#### DOCUMENT EXCERPT:
* * * * *

Fortunately, the H5N1 virus, though among the deadliest strains identified thus far, has not spread efficiently, but the possibility of a global pandemic capable of killing more than 50% of its victims was enough to persuade public health authorities that the field needed major upgrades in both the design and manufacturing of pandemic and seasonal influenza vaccines.
At the Third Annual Influenza Congress USA conference in Arlington, Virginia, which opened today and runs through Thursday, researchers from both the US government and private industry said an influenza vaccine candidate made by Novartis Vaccines & Diagnostics that relies on faster cell-based technology and that eliminates the need to grow the influenza virus in fertilized chicken eggs will be seeking regulatory approval shortly from the US Food and Drug Administration for what would be the first cell-based candidate in the country that produces the most influenza vaccines.
David Hering, senior director of Key Accounts and US Government Contracts at Novartis, said the vaccine, which is currently available in Europe, could conceivably be on the market in time for the tail end of the 2012-2013 flu season. Cell-based manufacturing technology allows vaccine production to be initiated once a pandemic virus strain is identified without the need to adapt the virus strain to grow in eggs, as with traditional vaccine technologies.

* * * * *

#### SUPPLIED DATA:

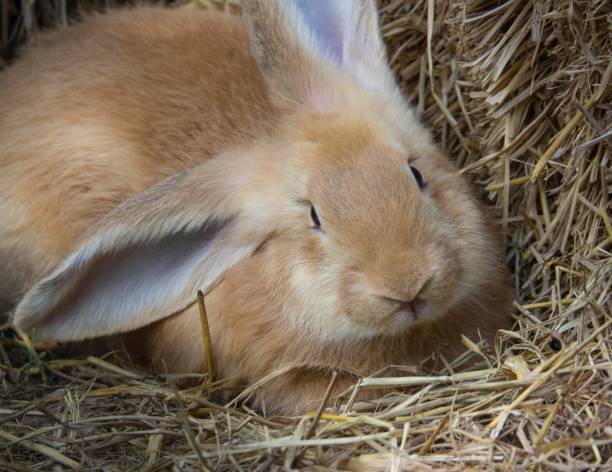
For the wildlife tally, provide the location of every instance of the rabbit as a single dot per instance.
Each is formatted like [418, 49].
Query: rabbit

* * * * *

#### TASK REQUIREMENTS:
(1) Answer these questions about the influenza vaccine excerpt, one line each:
(a) In which city and state is the Third Annual Influenza Congress USA conference being held?
(b) Which company made the cell-based influenza vaccine candidate?
(c) Where is that vaccine already available?
(2) From the influenza vaccine excerpt, list the one person, company, federal agency, and conference that are each mentioned by name.
(3) Reproduce the passage of the influenza vaccine excerpt that begins with the words "At the Third" and ends with the words "most influenza vaccines.".

#### SOLUTION SET:
(1)
(a) Arlington, Virginia
(b) Novartis Vaccines & Diagnostics
(c) Europe

(2)
- David Hering
- Novartis Vaccines & Diagnostics
- US Food and Drug Administration
- Third Annual Influenza Congress USA

(3)
At the Third Annual Influenza Congress USA conference in Arlington, Virginia, which opened today and runs through Thursday, researchers from both the US government and private industry said an influenza vaccine candidate made by Novartis Vaccines & Diagnostics that relies on faster cell-based technology and that eliminates the need to grow the influenza virus in fertilized chicken eggs will be seeking regulatory approval shortly from the US Food and Drug Administration for what would be the first cell-based candidate in the country that produces the most influenza vaccines.